DOCUMENT EXCERPT:
★ ★ ★ ★ ★ ★ ★

Ad concept feel too negative? Read this before you discard it.
Your agency is pitching you an idea for a TV spot. It might start something like: A mom rants about the struggle to feed picky eaters.
Or: A man feels lonely after spending a weekend just watching TV.
Or: A teenager embarrasses himself in front of his crush.
You like the idea, but something is nagging at you: the ad feels negative. You know there’s a marketing rule that you should avoid negative advertising. After all, you don’t want to depress or stress out your audience.
The problem? That’s not what “negative advertising” means.
What is Negative Advertising?
There’s a common misconception that “negative advertising” refers to any ad that features something unpleasant. But the term actually refers to a type of ad that disparages a competitor, either directly or indirectly. A political attack ad would be the most extreme example, while an ad frankly comparing your product to a leading competitor would be on the softer, more acceptable end of the spectrum.
The category would not include the ranting mother, the lonely couch potato or the embarrassed teen. Those are all relatable conflicts any of us may experience – conflicts which can be resolved within the same ad. The mother finds a way to sneak veggies into the child’s diet. The couch potato goes out with friends. The teenager goes to the dance with his crush. All with the help of your product or service.

★ ★ ★ ★ ★ ★ ★

EXTRACTED INFORMATION:
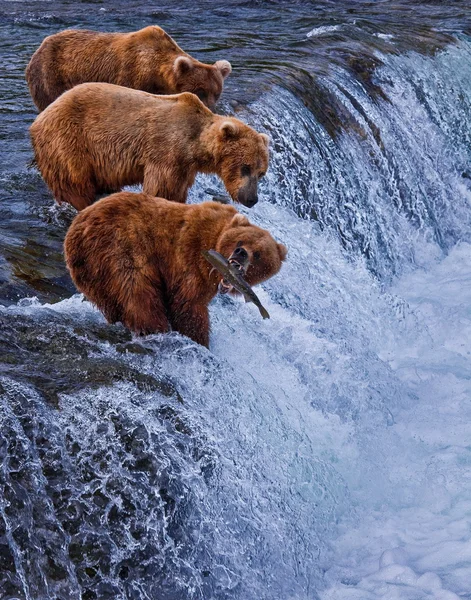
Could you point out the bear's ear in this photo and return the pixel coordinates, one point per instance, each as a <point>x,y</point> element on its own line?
<point>224,66</point>
<point>239,220</point>
<point>266,139</point>
<point>282,251</point>
<point>182,65</point>
<point>229,129</point>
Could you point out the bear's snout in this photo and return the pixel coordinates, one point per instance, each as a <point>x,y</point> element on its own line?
<point>240,253</point>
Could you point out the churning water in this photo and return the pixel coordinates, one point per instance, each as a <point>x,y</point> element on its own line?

★ ★ ★ ★ ★ ★ ★

TASK A: Write out the article on negative advertising word for word, starting at the words "Or: A teenager" and ending after "of the spectrum.".
TASK B: In the article on negative advertising, what does the term "negative advertising" actually refer to?
The material has no connection to the article on negative advertising.

FINAL RESULT A:
Or: A teenager embarrasses himself in front of his crush.
You like the idea, but something is nagging at you: the ad feels negative. You know there’s a marketing rule that you should avoid negative advertising. After all, you don’t want to depress or stress out your audience.
The problem? That’s not what “negative advertising” means.
What is Negative Advertising?
There’s a common misconception that “negative advertising” refers to any ad that features something unpleasant. But the term actually refers to a type of ad that disparages a competitor, either directly or indirectly. A political attack ad would be the most extreme example, while an ad frankly comparing your product to a leading competitor would be on the softer, more acceptable end of the spectrum.

FINAL RESULT B: A type of ad that disparages a competitor, either directly or indirectly.